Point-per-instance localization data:
::::::::::

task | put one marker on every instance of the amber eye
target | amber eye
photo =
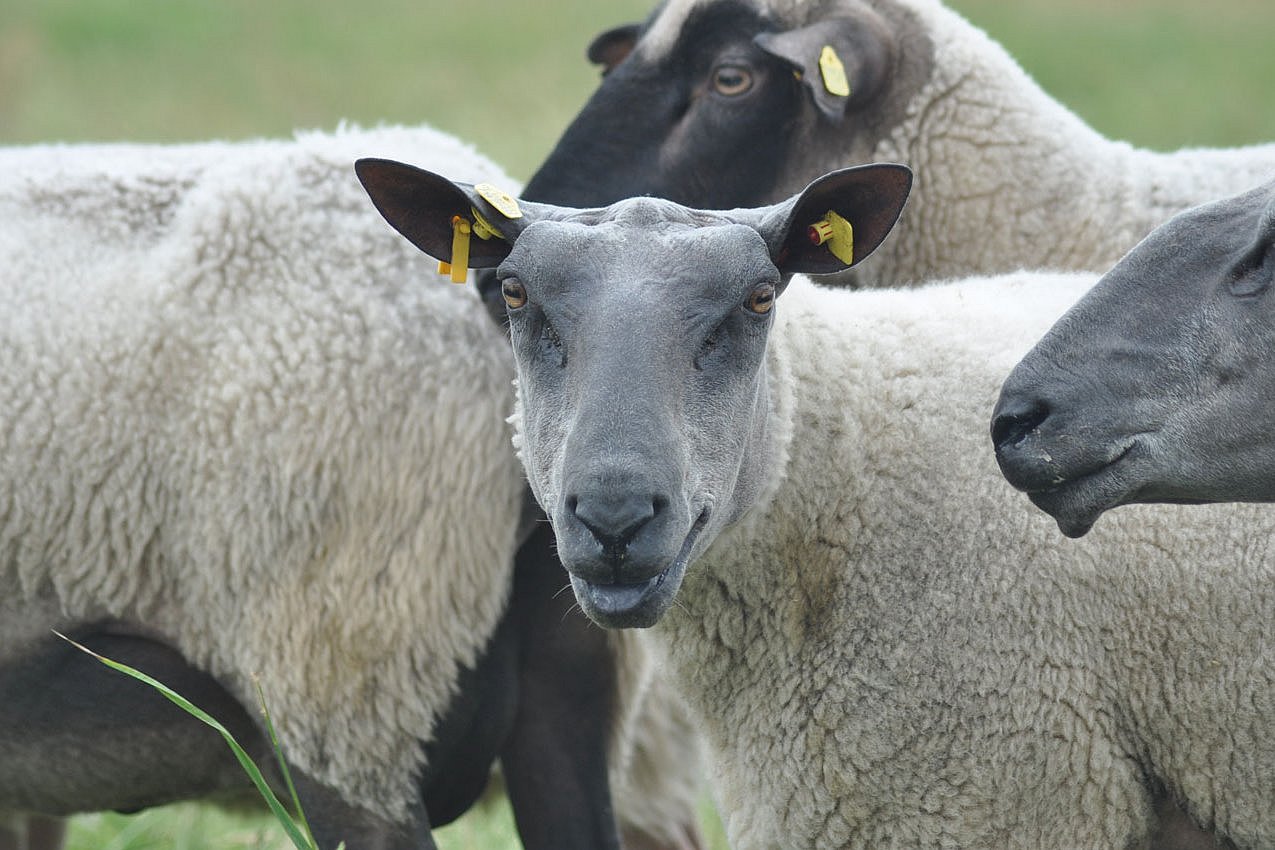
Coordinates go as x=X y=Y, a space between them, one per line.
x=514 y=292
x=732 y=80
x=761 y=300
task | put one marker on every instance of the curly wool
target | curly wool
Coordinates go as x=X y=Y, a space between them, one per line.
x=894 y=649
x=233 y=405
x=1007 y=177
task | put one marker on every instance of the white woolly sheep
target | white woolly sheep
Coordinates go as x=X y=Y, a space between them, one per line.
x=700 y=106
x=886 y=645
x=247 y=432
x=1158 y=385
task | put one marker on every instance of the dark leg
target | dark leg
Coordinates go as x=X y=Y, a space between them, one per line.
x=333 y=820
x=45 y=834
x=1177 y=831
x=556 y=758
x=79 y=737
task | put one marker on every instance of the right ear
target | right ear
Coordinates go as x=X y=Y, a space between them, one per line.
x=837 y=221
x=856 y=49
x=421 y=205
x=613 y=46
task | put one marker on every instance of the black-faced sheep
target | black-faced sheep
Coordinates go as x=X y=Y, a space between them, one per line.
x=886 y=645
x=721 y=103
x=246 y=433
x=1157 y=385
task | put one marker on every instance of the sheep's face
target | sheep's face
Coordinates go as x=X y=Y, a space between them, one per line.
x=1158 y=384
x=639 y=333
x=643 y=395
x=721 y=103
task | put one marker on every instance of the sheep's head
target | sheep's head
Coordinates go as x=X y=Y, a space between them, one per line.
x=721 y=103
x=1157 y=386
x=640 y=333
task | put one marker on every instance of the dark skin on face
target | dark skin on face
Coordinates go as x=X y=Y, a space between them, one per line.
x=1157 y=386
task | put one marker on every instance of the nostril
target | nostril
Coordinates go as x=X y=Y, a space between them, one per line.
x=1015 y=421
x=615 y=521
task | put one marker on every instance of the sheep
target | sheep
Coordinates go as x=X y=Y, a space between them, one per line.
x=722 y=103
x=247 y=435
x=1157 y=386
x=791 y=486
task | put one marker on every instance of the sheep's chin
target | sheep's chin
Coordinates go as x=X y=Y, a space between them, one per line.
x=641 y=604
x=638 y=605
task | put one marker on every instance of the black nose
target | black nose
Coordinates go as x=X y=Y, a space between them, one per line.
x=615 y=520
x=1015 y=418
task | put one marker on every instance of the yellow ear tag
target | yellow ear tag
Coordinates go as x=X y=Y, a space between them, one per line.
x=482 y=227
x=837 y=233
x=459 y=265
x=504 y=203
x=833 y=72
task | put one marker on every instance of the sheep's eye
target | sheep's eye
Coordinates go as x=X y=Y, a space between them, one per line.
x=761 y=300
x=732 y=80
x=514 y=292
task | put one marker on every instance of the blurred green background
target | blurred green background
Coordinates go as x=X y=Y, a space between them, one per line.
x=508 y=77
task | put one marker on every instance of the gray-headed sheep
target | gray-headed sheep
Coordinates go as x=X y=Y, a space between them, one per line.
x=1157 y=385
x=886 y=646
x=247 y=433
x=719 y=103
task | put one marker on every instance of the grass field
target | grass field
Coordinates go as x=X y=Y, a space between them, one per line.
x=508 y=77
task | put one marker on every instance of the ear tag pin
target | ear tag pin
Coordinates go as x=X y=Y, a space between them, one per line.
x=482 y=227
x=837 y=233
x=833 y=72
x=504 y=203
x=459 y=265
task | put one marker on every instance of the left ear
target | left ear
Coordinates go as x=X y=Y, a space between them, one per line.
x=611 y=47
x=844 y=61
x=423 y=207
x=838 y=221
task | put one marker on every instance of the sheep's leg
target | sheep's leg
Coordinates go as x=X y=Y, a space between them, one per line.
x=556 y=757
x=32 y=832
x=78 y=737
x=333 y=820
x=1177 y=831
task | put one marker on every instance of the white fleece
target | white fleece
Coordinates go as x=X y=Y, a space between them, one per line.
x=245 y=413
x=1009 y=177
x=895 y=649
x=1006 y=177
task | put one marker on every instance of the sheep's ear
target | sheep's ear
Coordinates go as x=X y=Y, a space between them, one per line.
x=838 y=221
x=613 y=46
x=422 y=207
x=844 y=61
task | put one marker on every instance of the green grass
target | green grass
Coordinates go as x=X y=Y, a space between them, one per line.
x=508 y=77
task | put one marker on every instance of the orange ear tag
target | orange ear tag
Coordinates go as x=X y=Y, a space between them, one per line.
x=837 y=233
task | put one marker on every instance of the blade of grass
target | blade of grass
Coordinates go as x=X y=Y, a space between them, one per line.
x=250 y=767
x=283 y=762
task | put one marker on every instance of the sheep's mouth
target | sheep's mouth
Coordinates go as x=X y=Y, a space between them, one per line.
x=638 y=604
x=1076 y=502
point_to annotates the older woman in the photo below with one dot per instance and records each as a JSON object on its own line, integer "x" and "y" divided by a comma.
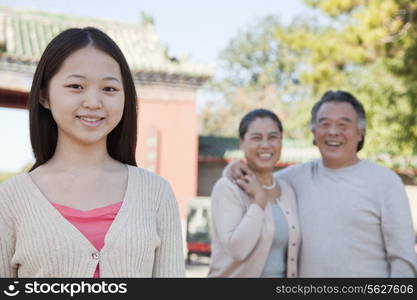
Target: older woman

::::::::::

* **PROBLEM REQUIREMENTS**
Copy the data above line for line, skipping every picture.

* **SOLUTION FOR THIS TASK**
task | put one marker on every instance of the amber eye
target | amber eye
photo =
Coordinates go as x=X y=Y, a space between them, one per line.
x=514 y=292
x=732 y=80
x=761 y=300
task | put one marker on every instance of the curly wool
target | curly wool
Coordinates go as x=X y=Y, a space between them, one per line.
x=894 y=649
x=233 y=405
x=1007 y=177
task | put one marker on every instance of the white woolly sheep
target | white woolly sheep
Coordinates go as x=X y=Y, a space between them, one per line.
x=700 y=106
x=886 y=645
x=247 y=432
x=1158 y=385
task | put one marker on every instance of the dark leg
target | dark leg
Coordinates go as x=X y=Y, a space between them, one per line.
x=333 y=820
x=45 y=834
x=1177 y=831
x=556 y=758
x=79 y=737
task | put one marker on every instance of the right ear
target | right ear
Coordinates go as x=X y=Y, a space between them, one per line.
x=837 y=221
x=856 y=49
x=421 y=205
x=613 y=46
task | put one marker on every instance of the black-faced sheep
target | black-faced sheep
Coordinates go as x=X y=Y, a space between them, one per line.
x=886 y=645
x=721 y=103
x=246 y=433
x=1157 y=385
task | put one marker on every instance of the sheep's face
target | sheep's face
Coordinates go as x=X y=Y, a space between them, one per line.
x=1158 y=384
x=639 y=333
x=643 y=395
x=721 y=103
task | put one marker on every instance of the sheep's head
target | sheep's head
Coordinates go as x=X y=Y, a space between them, one per line.
x=721 y=103
x=1157 y=386
x=640 y=333
task | put one marker on every instance of the dark skin on face
target | dark skin on face
Coordinates go as x=X y=Y, a space between them, one per line.
x=1157 y=386
task | put one marker on every instance of the nostril
target | nostril
Coordinates go as x=X y=Y, a space between them, one per line.
x=1015 y=421
x=615 y=521
task | put one marker on every instance of the sheep
target | sheep
Coordinates go as x=X y=Y, a space between them, one per line.
x=722 y=103
x=247 y=435
x=1157 y=386
x=791 y=486
task | put one marker on every instance of the sheep's chin
target | sheep's chin
Coordinates go as x=X y=Y, a space between them, one per line.
x=641 y=604
x=638 y=605
task | put one marker on every instance of the black nose
target | black nose
Coordinates go as x=X y=Y, a space between them, one per line.
x=615 y=520
x=1015 y=418
task | put one marker on every instance of the yellow ear tag
target | yellow ear tag
Coordinates go as x=X y=Y, a space between them, one per line.
x=482 y=227
x=837 y=233
x=459 y=265
x=504 y=203
x=833 y=72
task | put one marker on every instance of the sheep's eye
target | sheep's eye
Coordinates go as x=X y=Y, a space between them, one per line.
x=761 y=300
x=732 y=80
x=514 y=292
task | put one marker on every instance of the blurred green background
target | blurred green background
Coordinates go as x=X y=Y, a space between them, one per line.
x=508 y=77
task | put one marker on every instance of the gray-headed sheep
target | gray-headed sheep
Coordinates go as x=X y=Y, a space between them, one per line.
x=1157 y=385
x=886 y=646
x=247 y=433
x=719 y=103
task | put one marker on every instance of the grass field
target | grass field
Coordinates go as x=X y=Y, a space between them, one per line.
x=508 y=77
task | put one marker on every instance of the ear tag pin
target | ear tag pin
Coordinates go as x=X y=Y, a space between them, one per line.
x=482 y=227
x=837 y=233
x=833 y=72
x=504 y=203
x=459 y=265
task | put one marker on every instance of the left ear
target | left ear
Coordinates go as x=X y=Y, a space between them, one per line.
x=611 y=47
x=844 y=61
x=423 y=207
x=838 y=221
task | put one marker on every instance of the sheep's leg
target | sheep's leg
Coordinates go as x=X y=Y, a space between them, one per line.
x=556 y=757
x=32 y=832
x=78 y=737
x=333 y=820
x=1177 y=831
task | put one marker on every instance of the white fleece
target | white fleece
Coordinates go as x=X y=Y, a space between them, one per line.
x=245 y=413
x=1009 y=177
x=895 y=649
x=1006 y=177
task | put one marker on every instance of the sheep's ear
target | sheep's ear
Coordinates go as x=X y=Y, a space between them, one per line.
x=838 y=221
x=613 y=46
x=422 y=207
x=844 y=61
task | put one marker on every instance of the green grass
target | green grass
Coordinates go as x=X y=Y, a space between them, one per line.
x=508 y=77
task | put one marker on every instance of the orange ear tag
target | orange ear tag
Coordinates go as x=X y=Y, a space between them, one per line.
x=837 y=233
task | put one marker on every instance of the blade of grass
target | blade of grass
Coordinates go as x=X y=Y, a space between them, one per line.
x=250 y=767
x=283 y=762
task | put one marker on every instance of the sheep's mouth
target | sheep's mouth
Coordinates go as x=X y=Y, a space between them, one per line.
x=638 y=604
x=1076 y=502
point_to annotates the older woman in the photo below with one dot per instance and records each as a JSON object on its own line, integer "x" and "y" divided by a comma.
Target: older woman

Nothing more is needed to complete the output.